#### [PROBLEM DETAILS]
Lay out every line of the items below as a Markdown table with the columns Row and Line, numbering the rows and skipping blank lines. Leave the pictures out of the answer.

#### [DATA RECORDS]

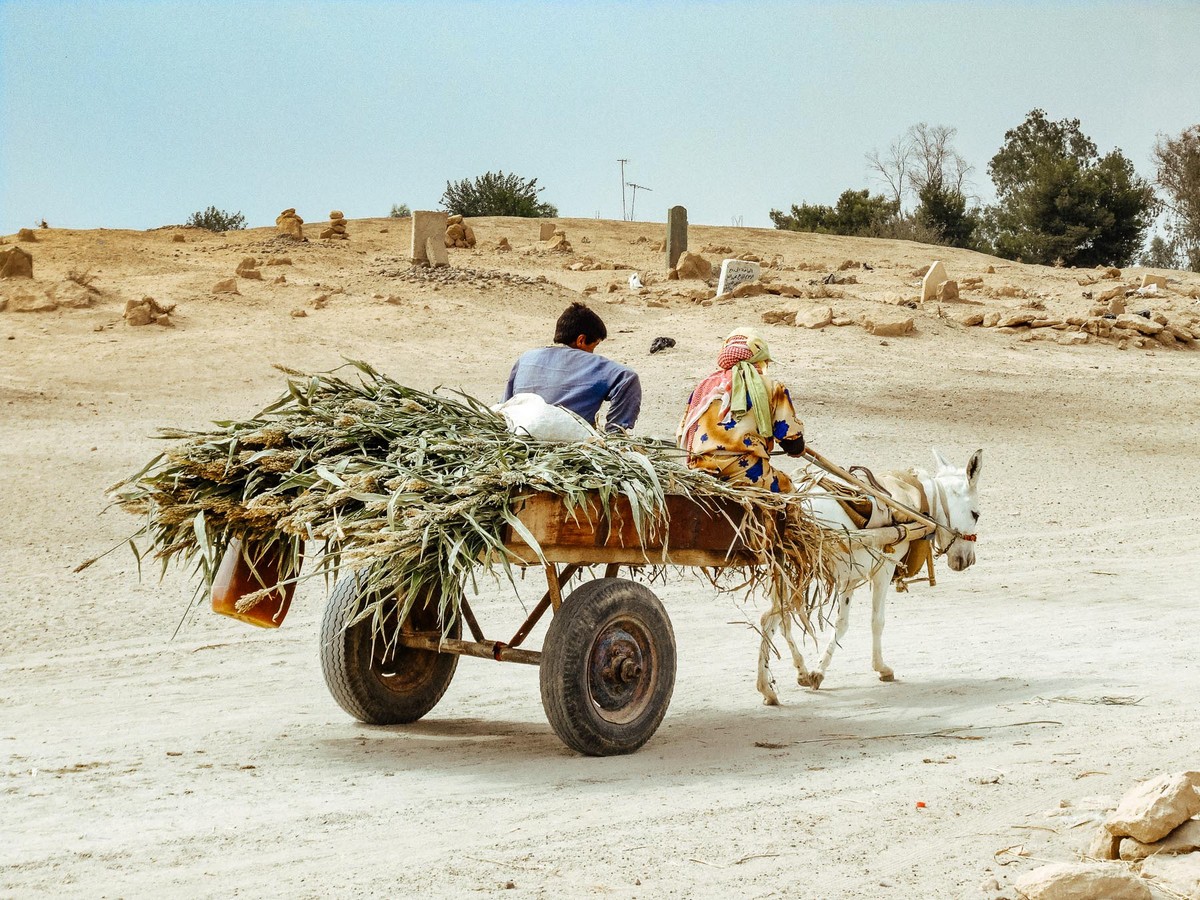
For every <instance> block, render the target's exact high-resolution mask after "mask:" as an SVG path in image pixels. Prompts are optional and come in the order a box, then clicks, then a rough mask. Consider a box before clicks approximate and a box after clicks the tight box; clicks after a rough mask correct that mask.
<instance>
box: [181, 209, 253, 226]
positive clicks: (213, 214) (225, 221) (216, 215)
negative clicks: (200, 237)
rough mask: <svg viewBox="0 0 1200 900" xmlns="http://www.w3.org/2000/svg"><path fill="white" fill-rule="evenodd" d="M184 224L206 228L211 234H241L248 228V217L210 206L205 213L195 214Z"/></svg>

#### [RESPONSE TO THIS EXERCISE]
| Row | Line |
|---|---|
| 1 | For every <instance> block, render the target's exact high-resolution mask after "mask:" as an SVG path in image pixels. Prompts are optional and come in the order a box, then clicks, then a rough mask. Consider a box before clicks approximate and a box after clicks the tight box; clicks after a rough mask correct that mask. |
| 2 | <instance> |
| 3 | box: [181, 209, 253, 226] |
| 4 | positive clicks: (213, 214) (225, 221) (216, 215) |
| 5 | negative clicks: (200, 237) |
| 6 | rough mask: <svg viewBox="0 0 1200 900" xmlns="http://www.w3.org/2000/svg"><path fill="white" fill-rule="evenodd" d="M184 224L206 228L211 234H241L248 228V217L210 206L205 213L195 214Z"/></svg> |